STATED EXERCISE: Each line from the one that contains "Target: beaded earring" to the end of the material must be set down exactly, and no line before it.

RECORDS PROVIDED:
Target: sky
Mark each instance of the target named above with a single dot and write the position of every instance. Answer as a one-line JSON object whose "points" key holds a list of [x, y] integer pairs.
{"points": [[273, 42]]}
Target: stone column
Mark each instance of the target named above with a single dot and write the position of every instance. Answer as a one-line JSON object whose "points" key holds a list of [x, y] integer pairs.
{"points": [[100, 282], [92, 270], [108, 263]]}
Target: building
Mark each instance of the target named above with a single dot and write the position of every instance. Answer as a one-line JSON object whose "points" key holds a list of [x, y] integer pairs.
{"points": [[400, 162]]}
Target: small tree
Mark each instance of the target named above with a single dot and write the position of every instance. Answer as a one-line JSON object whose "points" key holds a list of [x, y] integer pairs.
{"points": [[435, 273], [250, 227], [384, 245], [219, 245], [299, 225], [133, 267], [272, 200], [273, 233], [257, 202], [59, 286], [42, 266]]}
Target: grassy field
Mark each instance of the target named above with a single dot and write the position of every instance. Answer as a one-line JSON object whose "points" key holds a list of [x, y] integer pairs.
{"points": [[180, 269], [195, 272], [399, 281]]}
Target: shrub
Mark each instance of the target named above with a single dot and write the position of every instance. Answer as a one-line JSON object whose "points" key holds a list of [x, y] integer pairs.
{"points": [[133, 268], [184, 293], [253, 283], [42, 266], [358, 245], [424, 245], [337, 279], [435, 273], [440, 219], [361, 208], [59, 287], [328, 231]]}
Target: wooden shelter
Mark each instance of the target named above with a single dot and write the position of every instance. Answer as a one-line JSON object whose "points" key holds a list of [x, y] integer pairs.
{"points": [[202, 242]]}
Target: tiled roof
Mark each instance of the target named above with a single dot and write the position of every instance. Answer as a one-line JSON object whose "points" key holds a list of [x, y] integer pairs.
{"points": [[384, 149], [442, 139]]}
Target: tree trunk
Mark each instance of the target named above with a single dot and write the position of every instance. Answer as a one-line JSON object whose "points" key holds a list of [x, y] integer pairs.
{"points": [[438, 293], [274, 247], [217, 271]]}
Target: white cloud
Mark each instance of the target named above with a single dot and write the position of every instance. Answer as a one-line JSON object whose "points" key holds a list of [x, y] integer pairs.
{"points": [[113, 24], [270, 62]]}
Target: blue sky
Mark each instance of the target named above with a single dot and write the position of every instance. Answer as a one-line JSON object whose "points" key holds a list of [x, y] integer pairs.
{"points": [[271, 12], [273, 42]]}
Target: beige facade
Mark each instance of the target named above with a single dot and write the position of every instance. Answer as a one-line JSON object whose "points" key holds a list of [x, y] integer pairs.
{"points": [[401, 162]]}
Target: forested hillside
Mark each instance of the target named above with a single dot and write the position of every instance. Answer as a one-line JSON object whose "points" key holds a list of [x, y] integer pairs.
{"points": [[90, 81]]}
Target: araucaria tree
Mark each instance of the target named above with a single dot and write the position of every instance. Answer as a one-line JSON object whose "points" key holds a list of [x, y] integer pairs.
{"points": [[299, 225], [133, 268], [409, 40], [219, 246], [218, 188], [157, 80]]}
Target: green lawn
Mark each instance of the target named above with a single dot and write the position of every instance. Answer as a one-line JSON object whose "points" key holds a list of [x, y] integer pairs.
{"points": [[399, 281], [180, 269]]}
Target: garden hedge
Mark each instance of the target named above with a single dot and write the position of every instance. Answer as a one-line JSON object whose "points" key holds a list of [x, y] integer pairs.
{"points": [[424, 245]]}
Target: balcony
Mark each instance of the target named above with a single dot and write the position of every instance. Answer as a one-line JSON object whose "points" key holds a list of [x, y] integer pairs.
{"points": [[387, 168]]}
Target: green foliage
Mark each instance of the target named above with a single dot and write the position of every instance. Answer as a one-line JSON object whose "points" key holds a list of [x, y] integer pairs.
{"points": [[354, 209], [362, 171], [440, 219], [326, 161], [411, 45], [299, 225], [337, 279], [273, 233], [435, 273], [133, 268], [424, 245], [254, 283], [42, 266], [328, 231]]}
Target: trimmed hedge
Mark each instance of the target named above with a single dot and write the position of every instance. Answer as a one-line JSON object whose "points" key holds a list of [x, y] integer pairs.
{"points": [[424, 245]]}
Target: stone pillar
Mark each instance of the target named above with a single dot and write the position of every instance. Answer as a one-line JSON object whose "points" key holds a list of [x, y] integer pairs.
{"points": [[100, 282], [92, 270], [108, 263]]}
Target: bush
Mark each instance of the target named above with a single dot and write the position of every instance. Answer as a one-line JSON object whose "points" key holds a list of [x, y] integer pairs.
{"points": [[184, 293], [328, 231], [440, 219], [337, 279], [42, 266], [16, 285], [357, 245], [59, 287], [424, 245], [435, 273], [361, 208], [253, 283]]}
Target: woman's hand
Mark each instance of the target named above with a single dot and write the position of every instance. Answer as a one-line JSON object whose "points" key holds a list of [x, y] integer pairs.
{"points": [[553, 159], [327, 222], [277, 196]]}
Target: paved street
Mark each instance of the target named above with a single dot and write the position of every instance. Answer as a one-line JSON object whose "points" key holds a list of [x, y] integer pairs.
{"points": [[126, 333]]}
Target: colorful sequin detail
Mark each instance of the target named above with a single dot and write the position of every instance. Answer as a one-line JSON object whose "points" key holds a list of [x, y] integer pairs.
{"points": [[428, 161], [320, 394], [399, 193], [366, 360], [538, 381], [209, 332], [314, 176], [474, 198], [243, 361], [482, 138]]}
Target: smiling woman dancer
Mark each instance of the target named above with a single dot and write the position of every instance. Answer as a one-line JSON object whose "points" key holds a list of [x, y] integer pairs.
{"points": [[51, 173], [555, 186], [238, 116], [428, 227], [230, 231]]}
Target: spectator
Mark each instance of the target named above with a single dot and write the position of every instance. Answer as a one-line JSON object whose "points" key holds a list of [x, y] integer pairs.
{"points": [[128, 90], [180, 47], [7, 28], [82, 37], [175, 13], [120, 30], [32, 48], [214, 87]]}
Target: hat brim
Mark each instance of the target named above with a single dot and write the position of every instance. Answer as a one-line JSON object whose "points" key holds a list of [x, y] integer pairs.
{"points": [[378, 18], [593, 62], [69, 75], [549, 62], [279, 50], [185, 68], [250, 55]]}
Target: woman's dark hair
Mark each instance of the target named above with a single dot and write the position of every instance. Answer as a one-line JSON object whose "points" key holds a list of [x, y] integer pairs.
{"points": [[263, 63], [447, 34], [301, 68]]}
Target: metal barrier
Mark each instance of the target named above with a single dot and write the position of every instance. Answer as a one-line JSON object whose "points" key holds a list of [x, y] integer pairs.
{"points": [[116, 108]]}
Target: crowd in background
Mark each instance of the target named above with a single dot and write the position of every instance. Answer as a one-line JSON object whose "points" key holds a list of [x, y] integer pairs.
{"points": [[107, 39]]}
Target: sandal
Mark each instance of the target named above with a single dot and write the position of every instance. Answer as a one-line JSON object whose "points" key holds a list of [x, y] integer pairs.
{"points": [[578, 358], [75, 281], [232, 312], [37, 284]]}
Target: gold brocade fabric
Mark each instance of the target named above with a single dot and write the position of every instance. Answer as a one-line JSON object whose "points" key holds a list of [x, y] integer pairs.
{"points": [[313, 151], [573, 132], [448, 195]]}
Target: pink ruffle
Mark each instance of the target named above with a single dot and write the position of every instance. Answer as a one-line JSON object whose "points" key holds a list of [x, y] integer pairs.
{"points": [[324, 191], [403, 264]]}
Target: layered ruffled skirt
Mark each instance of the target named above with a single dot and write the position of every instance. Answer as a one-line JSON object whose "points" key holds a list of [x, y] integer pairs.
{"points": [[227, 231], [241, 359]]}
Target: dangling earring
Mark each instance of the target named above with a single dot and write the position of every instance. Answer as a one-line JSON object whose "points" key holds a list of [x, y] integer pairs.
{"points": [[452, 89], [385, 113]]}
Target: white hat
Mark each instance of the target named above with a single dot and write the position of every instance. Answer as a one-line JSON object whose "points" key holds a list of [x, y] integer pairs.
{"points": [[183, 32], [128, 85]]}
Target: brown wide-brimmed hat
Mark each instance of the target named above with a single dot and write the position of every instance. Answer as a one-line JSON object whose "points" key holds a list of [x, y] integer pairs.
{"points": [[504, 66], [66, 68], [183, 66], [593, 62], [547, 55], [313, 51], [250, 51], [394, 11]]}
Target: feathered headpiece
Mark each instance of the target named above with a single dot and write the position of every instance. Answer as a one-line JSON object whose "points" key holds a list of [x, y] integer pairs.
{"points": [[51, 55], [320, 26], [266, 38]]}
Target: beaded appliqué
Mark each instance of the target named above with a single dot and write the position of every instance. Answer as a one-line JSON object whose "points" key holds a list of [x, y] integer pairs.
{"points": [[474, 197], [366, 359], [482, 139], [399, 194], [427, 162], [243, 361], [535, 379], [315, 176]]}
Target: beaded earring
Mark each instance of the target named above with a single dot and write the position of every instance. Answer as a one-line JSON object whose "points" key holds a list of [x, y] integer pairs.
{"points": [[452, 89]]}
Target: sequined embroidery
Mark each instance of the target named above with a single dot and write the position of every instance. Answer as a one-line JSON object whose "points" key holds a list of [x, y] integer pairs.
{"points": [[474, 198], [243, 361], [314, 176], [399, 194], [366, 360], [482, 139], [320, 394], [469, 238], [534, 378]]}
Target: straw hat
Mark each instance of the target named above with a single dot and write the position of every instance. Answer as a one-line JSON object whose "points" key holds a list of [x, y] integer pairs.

COMPLETE RESPONSE:
Target: beaded earring
Mark each instance of the target named above with a single dot and write the position of every instance. Answer as a one-line JSON object whose "points" key holds a list of [x, y] integer pairs.
{"points": [[452, 89]]}
Target: sequined embroidery
Mark each instance of the target named above with a single dot and write the position of every instance. Answer as a one-line JSON object whose "points" key holds a list of [x, y] integer pairs.
{"points": [[474, 198], [243, 361], [314, 176], [399, 194], [366, 360], [482, 139], [320, 394], [469, 238], [534, 378]]}
Target: straw hat
Mark each instance of the target named above with a single dot and write the position of every instance. Answer as a one-line JSON object whose "points" key holds a list of [x, y] integer pairs.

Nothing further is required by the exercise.